▶ **PASSAGE PROVIDED**
════════════════

Our Founders

Louis-Marie Baudouin &
Charlotte-Gabrielle Ranfray

Louis Marie Baudouin

Louis Marie Baudouin

In September 1789, the year that the French Revolution broke out, Louis-Marie Baudouin was ordained priest. Refusing to obey a law to bring priests under the control of the revolutionary government he was imprisoned twice. After this he went into exile in Spain where he lived for five years. While in exile he thought of all those suffering in his own country and he longed to be able to do something. He returned to France in 1797. However, he had to go into hiding again in Sables d’Olonne from where he set about, in secret, providing for the spiritual needs of the people who had been deprived of Mass and the sacraments for a long time.

It was there he met Charlotte-Gabrielle Ranfray.

Charlotte-Gabrielle Ranfray

Charlotte-Gabrielle Ranfray

Charlotte was a Hospitaliere Sister in La Rochelle. After 17 years of community life, doing the work she loved, her life was shattered as one of the effects of the French revolution was the closing of many convents. On meeting Louis-Marie he invited her to forget “the sweet solitude of her monastery and live in the midst of the world in order to go out to the poor; the helpless; the children who were in need of education; all the sick who needed nursing; and to help priests in their mission of evangelisation”.

Then began the Congregation of the Daughters of the Incarnate Word, now known as Ursulines of Jesus.

════════════════

▶ **WHAT THE TASK REQUIRES**
Reproduce the stretch of the text on the founders from "Our Founders" through "a long time.", word for word.

════════════════

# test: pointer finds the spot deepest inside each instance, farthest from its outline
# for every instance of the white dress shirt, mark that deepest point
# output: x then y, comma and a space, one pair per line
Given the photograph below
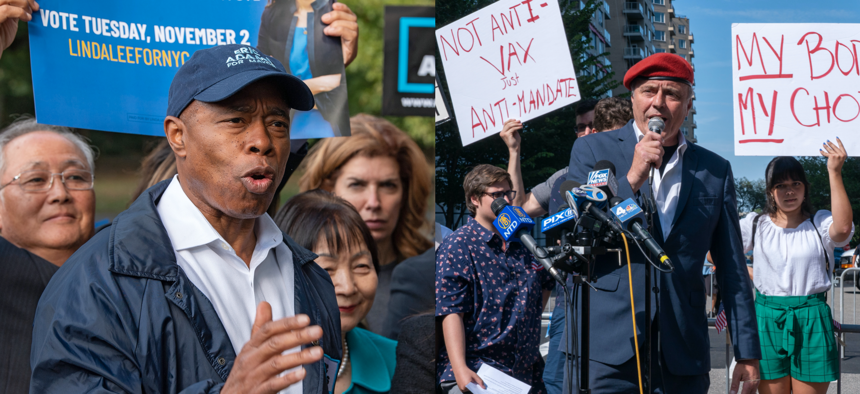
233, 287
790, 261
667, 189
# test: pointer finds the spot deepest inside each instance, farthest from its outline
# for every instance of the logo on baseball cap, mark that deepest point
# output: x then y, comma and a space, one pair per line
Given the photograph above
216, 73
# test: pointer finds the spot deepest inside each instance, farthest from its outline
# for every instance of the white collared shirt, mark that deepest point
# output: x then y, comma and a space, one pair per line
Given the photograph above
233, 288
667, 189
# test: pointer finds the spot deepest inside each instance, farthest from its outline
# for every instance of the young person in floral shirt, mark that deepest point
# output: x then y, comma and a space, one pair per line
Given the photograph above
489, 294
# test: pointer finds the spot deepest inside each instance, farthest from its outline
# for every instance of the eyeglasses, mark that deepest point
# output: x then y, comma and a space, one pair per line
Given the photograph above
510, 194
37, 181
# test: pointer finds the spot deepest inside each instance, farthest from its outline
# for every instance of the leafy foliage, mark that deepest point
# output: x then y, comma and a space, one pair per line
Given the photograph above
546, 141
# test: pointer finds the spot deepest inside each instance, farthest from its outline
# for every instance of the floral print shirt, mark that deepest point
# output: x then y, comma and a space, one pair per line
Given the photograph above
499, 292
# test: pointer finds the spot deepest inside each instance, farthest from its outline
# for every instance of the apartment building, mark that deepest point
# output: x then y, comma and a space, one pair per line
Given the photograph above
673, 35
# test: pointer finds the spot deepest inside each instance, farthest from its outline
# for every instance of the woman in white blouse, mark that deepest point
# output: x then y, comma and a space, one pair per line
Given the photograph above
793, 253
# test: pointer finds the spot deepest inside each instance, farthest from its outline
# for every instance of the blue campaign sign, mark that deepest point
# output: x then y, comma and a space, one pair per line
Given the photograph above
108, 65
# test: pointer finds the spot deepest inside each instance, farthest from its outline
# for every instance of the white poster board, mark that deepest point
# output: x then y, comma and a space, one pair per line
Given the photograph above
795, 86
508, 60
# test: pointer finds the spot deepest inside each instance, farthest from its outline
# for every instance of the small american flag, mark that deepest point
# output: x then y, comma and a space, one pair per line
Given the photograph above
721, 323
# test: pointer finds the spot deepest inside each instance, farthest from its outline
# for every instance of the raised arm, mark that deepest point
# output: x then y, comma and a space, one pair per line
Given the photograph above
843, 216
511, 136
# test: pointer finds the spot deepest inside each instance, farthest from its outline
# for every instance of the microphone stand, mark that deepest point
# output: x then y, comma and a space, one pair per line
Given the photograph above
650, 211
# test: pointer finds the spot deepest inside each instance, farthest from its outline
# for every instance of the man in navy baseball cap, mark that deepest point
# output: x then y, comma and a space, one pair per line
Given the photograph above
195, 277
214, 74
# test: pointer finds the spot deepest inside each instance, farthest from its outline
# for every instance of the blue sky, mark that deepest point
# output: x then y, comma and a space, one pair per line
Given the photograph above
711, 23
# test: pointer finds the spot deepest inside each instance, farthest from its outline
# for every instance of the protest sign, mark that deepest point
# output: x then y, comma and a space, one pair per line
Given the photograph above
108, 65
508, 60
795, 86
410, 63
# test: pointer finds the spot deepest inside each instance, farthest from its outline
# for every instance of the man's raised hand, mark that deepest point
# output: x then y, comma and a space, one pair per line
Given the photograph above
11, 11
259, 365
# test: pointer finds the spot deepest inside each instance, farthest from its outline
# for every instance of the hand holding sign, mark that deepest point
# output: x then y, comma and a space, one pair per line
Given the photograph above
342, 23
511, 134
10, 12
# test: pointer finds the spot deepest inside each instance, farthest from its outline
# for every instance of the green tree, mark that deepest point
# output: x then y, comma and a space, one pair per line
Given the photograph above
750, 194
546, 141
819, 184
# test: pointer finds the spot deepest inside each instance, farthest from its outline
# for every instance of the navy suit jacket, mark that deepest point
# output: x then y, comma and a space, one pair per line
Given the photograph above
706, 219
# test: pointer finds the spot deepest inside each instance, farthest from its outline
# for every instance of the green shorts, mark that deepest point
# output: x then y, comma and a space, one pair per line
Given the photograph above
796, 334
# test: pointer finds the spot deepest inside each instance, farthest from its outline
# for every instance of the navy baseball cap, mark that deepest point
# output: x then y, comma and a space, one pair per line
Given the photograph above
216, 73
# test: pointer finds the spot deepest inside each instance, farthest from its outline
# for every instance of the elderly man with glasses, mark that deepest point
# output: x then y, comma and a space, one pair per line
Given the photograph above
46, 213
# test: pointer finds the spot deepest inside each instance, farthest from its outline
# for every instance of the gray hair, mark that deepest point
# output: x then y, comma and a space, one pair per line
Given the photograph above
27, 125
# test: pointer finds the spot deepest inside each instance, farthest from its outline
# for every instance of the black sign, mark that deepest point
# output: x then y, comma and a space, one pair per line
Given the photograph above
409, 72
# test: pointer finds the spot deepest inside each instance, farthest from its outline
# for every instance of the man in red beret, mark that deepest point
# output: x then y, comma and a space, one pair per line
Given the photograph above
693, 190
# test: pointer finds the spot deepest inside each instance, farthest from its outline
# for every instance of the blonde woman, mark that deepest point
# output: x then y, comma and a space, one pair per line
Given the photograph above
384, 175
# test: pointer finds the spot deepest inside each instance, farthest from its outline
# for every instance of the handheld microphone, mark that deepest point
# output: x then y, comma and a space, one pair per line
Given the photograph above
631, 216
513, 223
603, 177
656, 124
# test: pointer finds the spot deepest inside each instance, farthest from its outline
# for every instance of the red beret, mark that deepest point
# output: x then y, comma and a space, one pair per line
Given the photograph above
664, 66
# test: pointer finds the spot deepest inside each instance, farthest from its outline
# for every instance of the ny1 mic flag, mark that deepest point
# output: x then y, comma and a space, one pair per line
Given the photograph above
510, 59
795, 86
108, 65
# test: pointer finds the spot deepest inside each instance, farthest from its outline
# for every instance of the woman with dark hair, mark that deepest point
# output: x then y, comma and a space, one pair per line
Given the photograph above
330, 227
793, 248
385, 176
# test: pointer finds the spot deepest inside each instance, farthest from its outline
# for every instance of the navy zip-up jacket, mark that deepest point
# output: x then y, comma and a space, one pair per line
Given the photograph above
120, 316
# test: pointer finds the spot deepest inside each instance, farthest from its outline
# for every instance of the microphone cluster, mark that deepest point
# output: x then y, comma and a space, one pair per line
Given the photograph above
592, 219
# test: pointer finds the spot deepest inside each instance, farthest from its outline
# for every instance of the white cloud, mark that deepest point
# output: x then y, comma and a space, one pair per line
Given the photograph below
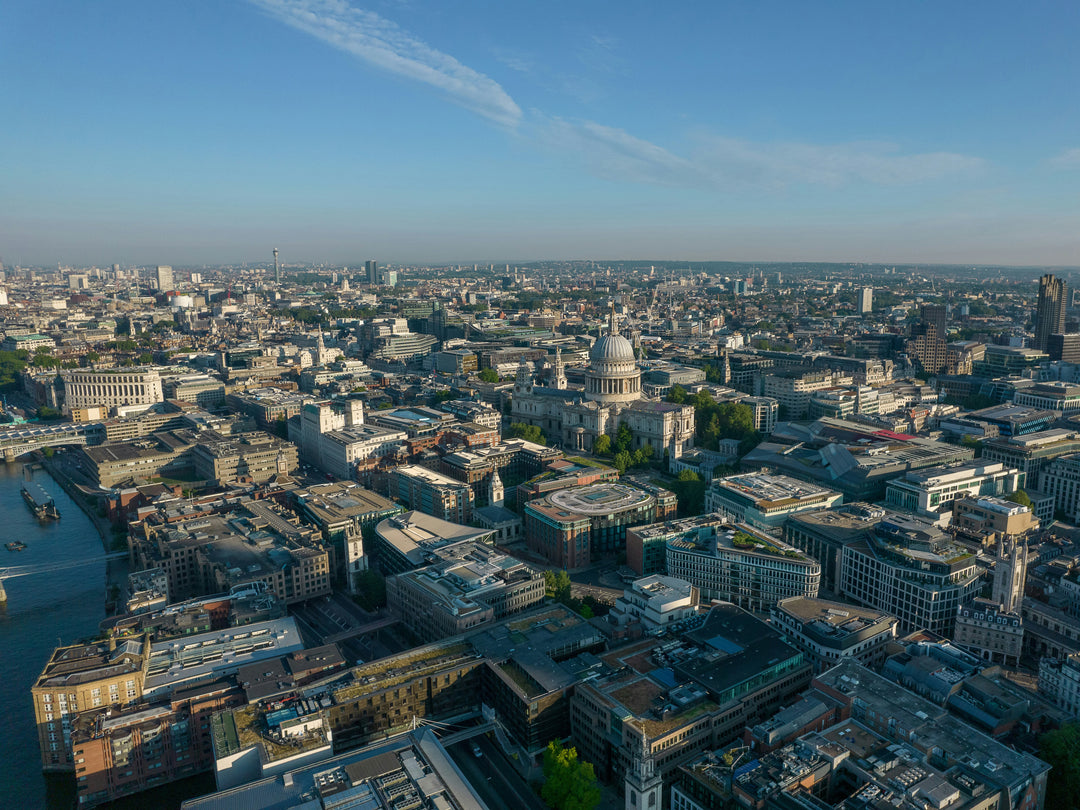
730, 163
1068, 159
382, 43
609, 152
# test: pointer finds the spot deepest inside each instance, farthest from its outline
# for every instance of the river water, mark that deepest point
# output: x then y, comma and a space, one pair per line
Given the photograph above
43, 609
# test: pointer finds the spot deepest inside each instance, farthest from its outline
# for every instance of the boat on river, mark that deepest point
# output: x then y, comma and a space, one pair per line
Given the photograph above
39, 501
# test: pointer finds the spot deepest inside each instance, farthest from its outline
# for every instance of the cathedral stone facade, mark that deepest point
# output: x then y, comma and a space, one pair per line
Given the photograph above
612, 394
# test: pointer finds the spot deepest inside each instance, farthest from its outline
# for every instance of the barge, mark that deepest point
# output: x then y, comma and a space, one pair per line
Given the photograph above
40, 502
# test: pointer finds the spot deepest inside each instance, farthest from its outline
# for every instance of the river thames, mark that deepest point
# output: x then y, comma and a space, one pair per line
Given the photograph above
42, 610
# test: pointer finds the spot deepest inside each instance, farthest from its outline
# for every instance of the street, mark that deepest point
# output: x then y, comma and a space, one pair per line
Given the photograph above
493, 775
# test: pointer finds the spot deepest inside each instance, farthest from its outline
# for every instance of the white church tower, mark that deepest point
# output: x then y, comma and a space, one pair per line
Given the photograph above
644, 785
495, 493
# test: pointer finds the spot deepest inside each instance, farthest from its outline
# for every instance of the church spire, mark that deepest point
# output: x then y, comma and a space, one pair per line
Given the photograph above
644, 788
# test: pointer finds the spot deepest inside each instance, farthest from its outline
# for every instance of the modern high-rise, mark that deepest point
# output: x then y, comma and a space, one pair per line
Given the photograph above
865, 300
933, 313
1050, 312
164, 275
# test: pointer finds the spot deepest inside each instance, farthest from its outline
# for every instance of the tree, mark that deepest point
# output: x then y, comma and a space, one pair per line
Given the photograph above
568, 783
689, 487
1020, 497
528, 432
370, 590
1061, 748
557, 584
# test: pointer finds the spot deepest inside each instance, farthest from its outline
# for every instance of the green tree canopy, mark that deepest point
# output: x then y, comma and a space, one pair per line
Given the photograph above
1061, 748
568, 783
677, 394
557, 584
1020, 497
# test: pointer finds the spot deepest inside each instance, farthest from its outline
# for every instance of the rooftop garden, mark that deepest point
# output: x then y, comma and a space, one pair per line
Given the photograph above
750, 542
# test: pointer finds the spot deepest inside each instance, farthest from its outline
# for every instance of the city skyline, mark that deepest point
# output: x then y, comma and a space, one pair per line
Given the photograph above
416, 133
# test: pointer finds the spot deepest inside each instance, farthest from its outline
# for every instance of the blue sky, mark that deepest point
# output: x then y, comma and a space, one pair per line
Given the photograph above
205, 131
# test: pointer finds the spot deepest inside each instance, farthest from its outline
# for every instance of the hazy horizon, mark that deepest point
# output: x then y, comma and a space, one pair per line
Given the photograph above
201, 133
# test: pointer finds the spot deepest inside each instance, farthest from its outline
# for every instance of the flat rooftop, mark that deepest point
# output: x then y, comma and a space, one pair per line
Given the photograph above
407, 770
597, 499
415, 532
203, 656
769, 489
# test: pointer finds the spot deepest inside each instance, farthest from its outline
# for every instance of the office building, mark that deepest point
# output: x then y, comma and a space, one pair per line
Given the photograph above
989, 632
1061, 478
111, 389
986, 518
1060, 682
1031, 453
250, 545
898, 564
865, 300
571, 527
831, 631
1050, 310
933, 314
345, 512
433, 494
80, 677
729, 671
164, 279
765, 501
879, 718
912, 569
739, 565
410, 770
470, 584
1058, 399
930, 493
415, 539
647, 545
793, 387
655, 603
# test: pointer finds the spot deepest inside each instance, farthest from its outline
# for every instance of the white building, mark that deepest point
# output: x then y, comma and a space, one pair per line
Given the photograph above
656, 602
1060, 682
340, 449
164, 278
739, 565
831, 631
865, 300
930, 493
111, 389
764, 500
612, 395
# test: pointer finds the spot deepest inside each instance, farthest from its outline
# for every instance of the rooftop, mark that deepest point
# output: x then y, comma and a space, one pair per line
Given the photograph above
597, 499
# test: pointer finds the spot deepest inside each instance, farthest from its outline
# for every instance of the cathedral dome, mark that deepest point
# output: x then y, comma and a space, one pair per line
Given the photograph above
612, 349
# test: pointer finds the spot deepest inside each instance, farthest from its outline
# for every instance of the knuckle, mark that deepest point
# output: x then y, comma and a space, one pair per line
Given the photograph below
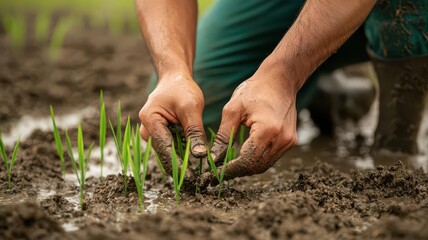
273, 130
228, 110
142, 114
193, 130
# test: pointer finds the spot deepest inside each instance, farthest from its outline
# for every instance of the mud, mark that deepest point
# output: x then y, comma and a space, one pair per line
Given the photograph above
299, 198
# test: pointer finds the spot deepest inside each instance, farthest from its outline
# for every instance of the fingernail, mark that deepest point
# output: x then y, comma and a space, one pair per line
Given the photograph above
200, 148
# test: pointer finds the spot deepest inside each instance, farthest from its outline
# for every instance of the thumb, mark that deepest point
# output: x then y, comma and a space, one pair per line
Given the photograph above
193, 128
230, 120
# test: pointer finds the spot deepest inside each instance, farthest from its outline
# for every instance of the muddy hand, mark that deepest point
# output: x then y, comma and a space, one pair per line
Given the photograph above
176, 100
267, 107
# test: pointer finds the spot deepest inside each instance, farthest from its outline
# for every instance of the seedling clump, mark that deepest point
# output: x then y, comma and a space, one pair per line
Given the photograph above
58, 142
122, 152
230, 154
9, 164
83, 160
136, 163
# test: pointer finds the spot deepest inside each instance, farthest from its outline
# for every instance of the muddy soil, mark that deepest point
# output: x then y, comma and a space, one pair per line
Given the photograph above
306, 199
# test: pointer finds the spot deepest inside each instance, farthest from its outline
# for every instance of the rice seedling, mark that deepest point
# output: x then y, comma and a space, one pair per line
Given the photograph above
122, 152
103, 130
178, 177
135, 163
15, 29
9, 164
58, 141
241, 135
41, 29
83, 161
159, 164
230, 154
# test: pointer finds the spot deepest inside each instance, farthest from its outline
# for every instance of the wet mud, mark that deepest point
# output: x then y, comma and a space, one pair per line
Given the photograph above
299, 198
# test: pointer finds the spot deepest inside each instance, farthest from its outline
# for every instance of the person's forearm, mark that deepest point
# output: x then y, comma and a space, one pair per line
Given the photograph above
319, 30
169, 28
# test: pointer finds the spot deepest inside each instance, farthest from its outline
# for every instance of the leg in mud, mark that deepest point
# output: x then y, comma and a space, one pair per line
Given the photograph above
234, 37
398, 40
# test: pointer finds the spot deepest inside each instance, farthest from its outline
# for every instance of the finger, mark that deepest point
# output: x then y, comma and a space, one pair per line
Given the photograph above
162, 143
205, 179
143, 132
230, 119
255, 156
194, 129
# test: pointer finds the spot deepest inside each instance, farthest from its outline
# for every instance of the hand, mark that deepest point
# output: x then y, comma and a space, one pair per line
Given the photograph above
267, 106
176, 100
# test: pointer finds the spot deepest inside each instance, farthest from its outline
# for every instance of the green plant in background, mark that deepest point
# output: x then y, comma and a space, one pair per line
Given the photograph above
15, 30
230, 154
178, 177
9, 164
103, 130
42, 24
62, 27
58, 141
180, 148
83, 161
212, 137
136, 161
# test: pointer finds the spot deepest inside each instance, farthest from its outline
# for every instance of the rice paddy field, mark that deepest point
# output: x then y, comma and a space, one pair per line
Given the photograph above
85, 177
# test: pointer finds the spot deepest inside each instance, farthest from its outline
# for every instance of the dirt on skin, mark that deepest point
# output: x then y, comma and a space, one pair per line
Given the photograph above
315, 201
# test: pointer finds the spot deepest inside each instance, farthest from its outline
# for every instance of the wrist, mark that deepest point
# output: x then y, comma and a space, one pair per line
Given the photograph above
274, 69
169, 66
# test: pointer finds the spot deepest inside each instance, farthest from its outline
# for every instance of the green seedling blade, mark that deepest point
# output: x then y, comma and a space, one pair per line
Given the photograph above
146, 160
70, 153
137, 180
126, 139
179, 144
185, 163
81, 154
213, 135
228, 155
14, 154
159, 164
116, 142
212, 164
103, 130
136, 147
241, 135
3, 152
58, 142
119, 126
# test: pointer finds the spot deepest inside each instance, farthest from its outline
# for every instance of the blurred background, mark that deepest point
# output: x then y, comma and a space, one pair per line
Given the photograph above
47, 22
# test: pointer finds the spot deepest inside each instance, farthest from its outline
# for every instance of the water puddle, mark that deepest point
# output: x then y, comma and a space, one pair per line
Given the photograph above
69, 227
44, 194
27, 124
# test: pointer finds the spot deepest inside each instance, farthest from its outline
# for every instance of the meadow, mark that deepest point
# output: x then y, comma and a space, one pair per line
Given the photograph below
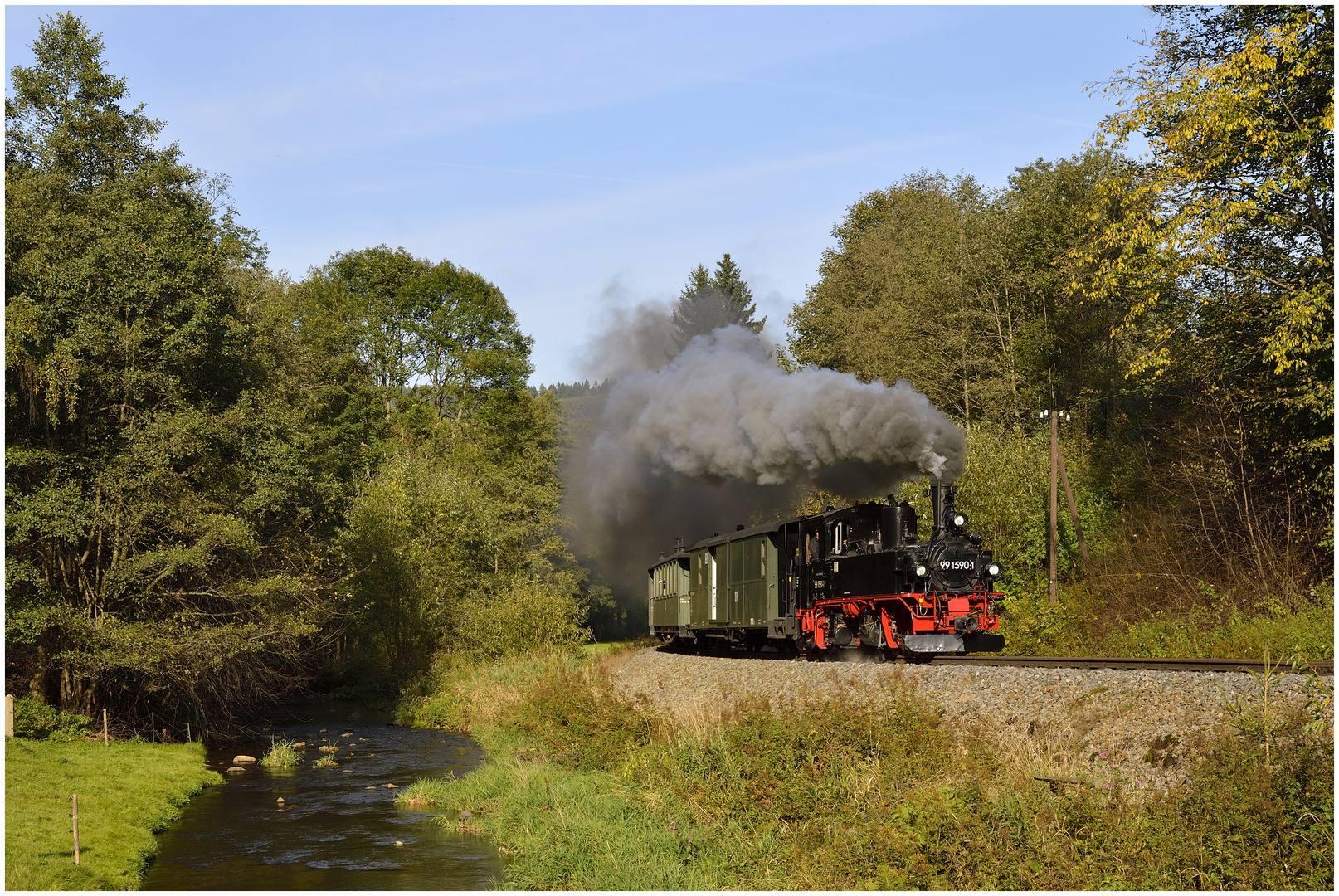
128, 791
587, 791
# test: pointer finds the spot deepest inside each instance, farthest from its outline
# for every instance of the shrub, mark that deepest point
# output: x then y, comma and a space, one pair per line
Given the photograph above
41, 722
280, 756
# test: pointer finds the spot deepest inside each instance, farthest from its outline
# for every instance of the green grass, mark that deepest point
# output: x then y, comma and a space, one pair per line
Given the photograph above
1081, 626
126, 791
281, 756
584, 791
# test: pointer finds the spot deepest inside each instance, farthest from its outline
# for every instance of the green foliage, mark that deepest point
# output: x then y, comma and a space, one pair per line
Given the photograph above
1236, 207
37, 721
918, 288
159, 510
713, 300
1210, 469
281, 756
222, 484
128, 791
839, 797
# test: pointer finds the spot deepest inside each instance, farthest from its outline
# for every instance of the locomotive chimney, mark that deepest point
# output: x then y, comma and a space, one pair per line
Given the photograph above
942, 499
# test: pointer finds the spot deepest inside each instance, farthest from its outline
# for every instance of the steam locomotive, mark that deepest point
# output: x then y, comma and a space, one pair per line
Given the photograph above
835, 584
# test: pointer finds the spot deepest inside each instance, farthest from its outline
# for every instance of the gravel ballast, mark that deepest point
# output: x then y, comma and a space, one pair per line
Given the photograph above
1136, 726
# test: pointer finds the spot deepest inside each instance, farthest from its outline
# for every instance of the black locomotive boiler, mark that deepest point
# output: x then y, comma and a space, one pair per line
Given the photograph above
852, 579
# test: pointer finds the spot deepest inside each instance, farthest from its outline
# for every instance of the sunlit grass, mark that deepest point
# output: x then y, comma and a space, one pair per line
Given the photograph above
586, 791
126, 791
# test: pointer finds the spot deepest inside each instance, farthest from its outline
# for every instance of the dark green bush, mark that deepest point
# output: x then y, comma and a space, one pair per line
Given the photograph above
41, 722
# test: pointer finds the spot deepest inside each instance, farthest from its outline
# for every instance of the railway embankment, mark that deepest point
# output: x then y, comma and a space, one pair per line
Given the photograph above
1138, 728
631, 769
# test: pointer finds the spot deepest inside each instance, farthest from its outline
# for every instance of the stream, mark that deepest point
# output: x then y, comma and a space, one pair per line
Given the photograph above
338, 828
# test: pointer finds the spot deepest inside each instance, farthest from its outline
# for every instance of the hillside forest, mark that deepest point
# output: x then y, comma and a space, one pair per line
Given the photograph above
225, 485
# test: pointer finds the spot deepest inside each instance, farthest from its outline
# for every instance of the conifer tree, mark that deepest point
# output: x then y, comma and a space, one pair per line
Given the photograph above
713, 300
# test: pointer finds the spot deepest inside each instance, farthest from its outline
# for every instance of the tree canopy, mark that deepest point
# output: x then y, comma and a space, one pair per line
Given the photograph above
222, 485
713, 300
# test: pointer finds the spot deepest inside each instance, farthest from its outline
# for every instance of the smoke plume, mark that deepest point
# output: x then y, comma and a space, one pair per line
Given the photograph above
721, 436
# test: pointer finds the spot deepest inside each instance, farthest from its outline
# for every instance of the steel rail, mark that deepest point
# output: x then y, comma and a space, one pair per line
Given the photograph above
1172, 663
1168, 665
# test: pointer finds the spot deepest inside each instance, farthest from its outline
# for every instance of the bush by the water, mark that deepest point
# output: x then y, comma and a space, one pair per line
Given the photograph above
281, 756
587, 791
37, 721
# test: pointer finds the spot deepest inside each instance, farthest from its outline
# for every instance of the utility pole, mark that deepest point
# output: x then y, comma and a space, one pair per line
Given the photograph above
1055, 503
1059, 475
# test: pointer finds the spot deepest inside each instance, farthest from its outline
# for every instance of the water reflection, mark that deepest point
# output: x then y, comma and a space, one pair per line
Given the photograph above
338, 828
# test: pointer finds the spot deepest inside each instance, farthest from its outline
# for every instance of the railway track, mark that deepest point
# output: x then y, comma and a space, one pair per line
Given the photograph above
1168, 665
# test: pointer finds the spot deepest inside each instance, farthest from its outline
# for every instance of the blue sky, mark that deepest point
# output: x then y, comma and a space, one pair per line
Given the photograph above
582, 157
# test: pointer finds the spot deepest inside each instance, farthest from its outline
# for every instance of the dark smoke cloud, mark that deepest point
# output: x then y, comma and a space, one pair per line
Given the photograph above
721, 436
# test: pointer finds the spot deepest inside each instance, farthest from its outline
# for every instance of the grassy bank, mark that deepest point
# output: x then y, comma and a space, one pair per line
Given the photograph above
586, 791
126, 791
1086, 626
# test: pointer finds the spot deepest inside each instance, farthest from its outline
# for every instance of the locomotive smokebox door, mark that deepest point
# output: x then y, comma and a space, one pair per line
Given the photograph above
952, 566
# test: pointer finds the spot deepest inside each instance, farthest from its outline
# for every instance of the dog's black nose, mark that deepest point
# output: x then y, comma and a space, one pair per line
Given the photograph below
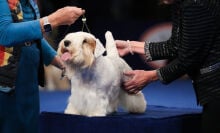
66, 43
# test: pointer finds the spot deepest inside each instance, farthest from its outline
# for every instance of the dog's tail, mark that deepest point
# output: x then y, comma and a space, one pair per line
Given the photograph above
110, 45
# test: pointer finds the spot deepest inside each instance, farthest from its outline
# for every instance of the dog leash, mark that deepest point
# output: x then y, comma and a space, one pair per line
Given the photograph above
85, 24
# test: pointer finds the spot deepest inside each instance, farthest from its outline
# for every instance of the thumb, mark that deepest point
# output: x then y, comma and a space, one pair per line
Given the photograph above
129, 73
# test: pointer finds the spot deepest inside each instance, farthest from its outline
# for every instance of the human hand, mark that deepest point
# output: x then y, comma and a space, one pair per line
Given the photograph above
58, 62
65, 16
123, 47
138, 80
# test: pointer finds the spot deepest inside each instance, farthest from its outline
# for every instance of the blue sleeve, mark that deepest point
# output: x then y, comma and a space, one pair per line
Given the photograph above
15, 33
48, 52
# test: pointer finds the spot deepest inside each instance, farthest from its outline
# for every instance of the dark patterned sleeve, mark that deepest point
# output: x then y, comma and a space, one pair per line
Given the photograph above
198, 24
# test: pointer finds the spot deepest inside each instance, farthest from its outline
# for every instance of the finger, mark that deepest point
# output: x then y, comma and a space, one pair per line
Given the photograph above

════════════════

▶ **WRITTEN SOLUTION**
Our Founders

Louis-Marie Baudouin &
Charlotte-Gabrielle Ranfray

Louis Marie Baudouin

Louis Marie Baudouin

In September 1789, the year that the French Revolution broke out, Louis-Marie Baudouin was ordained priest. Refusing to obey a law to bring priests under the control of the revolutionary government he was imprisoned twice. After this he went into exile in Spain where he lived for five years. While in exile he thought of all those suffering in his own country and he longed to be able to do something. He returned to France in 1797. However, he had to go into hiding again in Sables d’Olonne from where he set about, in secret, providing for the spiritual needs of the people who had been deprived of Mass and the sacraments for a long time.